• _Quoted passage_
Content starts
Hourly rental 333 RMB "full-featured experience," dashboard covered with taboo notices
According to a real case disclosed by well-known KOL "AB Kuai.Dong (@_FORAB)" on the X platform, a new illegal business has recently emerged in mainland China. Unscrupulous operators install physical hardware inside vehicles (such as using open-source Raspberry Pi microcomputers combined with external CAN bus devices to modify vehicle signals), thereby bypassing Tesla's regional locks in China and forcibly triggering the pre-loaded but blocked full-featured FSD functions inside the vehicle.
These hacked vehicles are then posted on social media and second-hand trading platforms for illegal rental, with prices listed at "100 RMB per hour, 333 RMB for all day (about 1,500 TWD)," and requiring deposits as high as 5,000 RMB. However, the cost of such forced cracking is extremely high. Photos of modified cars show that owners have covered the dashboard behind the steering wheel with dense white warning stickers, including: "Absolutely no OTA updates," "Absolutely no going to Tesla Supercharger stations," "Check WiFi before getting in and try to turn it off," etc.
Industry experts point out that this is not simply "free" activation of FSD; the owner must have paid for the official FSD software worth 64k RMB in advance, and cracking is merely a deception to bypass regional restrictions. Once the vehicle connects online, visits official supercharging stations, or performs system upgrades, Tesla's central backend will immediately detect the tampering signals and trigger "remote ban," causing the entire vehicle's supercharging and autonomous driving functions to be permanently disabled, or even turning the car into a non-starting "big brick."
Exposing the dark side: Are the "god-level videos" praised by Musk overseas also vehicle hacks?
The high-risk gray chain can attract continuous customers mainly because automotive media and online influencers are extremely eager for "traffic." Many car enthusiasts still remember a viral autonomous driving video released at the end of May on the video platform Bilibili — produced by autonomous driving test blogger "Da Hu L5" titled "Stand Up! Tesla FSD Classic Moments!"
Content ends
• _Dataset extract_
Content starts
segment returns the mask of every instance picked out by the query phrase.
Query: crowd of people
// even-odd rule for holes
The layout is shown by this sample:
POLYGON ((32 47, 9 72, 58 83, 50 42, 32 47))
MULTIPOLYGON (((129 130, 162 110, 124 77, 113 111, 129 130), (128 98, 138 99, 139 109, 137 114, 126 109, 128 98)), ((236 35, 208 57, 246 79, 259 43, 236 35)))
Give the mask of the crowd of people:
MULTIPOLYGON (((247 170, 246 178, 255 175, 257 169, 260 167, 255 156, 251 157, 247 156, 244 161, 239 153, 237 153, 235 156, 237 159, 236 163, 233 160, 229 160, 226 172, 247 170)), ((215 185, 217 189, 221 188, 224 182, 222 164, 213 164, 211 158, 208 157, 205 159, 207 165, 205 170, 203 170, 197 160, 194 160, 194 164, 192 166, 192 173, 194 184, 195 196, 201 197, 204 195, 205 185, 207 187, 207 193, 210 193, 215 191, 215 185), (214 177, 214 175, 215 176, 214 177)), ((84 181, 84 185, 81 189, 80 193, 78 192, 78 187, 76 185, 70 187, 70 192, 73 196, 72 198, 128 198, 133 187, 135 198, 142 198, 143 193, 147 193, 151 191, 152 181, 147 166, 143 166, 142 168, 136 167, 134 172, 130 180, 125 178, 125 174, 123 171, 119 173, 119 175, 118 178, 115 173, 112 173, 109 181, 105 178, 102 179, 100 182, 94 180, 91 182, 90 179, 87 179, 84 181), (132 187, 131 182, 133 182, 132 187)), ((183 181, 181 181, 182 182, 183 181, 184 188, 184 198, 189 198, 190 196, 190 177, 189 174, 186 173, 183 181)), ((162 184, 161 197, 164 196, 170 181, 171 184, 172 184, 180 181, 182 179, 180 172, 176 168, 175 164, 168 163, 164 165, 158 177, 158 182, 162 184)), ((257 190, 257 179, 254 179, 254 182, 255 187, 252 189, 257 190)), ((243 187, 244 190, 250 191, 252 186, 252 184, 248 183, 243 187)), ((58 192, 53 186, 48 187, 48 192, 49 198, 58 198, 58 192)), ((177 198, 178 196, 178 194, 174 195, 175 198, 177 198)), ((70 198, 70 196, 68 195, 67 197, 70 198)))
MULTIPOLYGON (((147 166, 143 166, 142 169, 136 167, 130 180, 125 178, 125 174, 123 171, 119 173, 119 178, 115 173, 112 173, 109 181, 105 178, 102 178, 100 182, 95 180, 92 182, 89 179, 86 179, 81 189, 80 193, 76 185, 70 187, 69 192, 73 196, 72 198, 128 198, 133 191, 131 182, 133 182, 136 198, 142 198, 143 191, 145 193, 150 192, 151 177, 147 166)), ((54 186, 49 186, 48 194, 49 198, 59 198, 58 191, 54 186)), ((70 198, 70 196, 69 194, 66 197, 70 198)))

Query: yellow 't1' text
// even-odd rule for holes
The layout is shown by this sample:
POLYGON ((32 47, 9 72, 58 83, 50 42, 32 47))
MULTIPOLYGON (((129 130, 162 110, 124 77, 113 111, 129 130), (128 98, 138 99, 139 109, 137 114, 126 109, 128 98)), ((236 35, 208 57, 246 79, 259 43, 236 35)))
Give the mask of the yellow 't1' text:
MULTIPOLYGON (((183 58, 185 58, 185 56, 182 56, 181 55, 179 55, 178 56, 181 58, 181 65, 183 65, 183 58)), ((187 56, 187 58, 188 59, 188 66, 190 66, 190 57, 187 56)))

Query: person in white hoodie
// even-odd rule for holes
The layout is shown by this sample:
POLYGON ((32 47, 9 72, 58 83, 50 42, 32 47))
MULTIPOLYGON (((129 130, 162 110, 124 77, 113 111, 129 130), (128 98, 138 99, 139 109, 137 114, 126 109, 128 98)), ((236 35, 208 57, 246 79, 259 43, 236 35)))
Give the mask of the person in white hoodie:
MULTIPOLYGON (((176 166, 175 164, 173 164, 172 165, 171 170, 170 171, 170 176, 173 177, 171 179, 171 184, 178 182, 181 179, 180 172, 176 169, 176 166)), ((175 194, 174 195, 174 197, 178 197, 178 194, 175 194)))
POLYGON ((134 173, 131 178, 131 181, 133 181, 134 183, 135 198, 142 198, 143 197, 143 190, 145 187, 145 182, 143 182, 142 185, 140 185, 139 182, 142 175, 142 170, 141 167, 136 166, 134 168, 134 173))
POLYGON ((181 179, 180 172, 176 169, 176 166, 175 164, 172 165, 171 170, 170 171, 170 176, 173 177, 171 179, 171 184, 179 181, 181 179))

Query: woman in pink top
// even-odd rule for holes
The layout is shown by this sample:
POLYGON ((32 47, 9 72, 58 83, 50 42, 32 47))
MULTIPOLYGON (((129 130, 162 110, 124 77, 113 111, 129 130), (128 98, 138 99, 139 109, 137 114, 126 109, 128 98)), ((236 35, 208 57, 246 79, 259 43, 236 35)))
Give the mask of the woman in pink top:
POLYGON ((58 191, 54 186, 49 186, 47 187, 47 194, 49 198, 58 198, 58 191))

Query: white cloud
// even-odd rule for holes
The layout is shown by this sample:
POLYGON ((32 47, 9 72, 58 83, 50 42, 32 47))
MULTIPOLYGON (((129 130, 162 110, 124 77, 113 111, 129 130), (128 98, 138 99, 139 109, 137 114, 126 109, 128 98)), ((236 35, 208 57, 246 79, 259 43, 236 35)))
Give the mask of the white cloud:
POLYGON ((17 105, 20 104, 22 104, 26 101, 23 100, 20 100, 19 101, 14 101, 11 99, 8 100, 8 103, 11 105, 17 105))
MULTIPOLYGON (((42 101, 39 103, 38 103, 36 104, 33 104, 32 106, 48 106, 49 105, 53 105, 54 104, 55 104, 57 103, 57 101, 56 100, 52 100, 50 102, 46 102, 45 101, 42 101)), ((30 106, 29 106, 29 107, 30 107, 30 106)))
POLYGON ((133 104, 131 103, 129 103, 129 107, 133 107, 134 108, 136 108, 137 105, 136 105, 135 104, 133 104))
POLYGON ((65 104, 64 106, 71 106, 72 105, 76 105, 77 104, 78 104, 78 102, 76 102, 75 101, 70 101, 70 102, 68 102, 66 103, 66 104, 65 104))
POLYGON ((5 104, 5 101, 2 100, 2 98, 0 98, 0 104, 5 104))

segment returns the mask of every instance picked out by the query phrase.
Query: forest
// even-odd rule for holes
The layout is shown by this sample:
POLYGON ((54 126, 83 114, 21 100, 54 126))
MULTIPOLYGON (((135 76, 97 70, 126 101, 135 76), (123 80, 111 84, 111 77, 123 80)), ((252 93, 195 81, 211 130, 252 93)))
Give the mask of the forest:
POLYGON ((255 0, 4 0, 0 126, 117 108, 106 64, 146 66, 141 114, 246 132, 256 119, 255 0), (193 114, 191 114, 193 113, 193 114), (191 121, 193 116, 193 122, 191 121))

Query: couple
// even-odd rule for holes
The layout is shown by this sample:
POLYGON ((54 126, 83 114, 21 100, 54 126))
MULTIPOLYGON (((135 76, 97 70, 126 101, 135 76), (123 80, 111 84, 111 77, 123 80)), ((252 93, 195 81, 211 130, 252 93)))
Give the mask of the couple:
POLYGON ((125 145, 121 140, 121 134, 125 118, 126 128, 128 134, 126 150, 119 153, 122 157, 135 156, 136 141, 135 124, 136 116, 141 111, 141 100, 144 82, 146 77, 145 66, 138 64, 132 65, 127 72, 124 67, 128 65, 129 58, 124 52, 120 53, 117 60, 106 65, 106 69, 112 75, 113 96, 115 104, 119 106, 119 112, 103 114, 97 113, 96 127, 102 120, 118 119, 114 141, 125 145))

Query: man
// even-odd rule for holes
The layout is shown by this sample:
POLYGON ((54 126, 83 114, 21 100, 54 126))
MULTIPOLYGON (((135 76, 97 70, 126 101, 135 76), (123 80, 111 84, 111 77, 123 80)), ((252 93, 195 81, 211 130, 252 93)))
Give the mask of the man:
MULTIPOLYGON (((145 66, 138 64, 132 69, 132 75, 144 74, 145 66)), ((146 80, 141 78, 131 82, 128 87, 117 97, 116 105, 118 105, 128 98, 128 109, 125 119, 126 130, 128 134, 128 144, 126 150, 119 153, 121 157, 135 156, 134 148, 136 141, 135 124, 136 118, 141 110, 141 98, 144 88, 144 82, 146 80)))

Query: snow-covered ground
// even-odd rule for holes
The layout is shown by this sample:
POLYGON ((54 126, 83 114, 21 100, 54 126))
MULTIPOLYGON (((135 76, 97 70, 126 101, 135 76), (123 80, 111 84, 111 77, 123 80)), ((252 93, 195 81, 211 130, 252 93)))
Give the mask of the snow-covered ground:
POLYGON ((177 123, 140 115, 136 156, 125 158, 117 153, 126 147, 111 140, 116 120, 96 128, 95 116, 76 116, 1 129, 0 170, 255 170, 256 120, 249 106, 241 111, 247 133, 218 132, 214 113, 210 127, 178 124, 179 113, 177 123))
Content ends
• _Work instruction 1_
Answer these questions about the article on cracked Tesla FSD rentals in China:
(a) How large a deposit do the operators require to rent one of the hacked vehicles?
(b) How much must the owner have paid in advance for the official FSD software?
(c) Which blogger produced the viral autonomous driving video released on Bilibili at the end of May?
• _Work instruction 2_
Write what comes next in the article on cracked Tesla FSD rentals in China, continuing after its last sentence.

• _Final answer 1_
(a) 5,000 RMB.
(b) 64k RMB.
(c) Autonomous driving test blogger "Da Hu L5".

• _Final answer 2_
In that video, a 25-version new Model Y navigates the treacherous "cliff-hanging road" in Wuxi, Chongqing (a narrow mountain road hugging a cliff, with a deep abyss on one side and a rocky wall on the other), with FSD V14 autonomous driving enabled throughout. The vehicle, without manual intervention, accurately controls speed, stably passes through continuous sharp turns, and even perfectly handles extreme oncoming traffic on the cliffside road — a visually stunning demonstration akin to an AI game, which caused the live stream audience in China to shout "awesome" collectively, and the video went viral overseas. Even Tesla CEO Elon Musk personally reposted it on the X platform, garnering hundreds of millions of views worldwide.
However, community car friends have exposed that such "god-level" mountain road tests, performed before official full rollout, likely rely on hardware-modified "cracked rental cars." The blogger uses gray channels to rent cars for high-energy editing videos to attract global traffic, concealing the huge hardware and safety costs behind it.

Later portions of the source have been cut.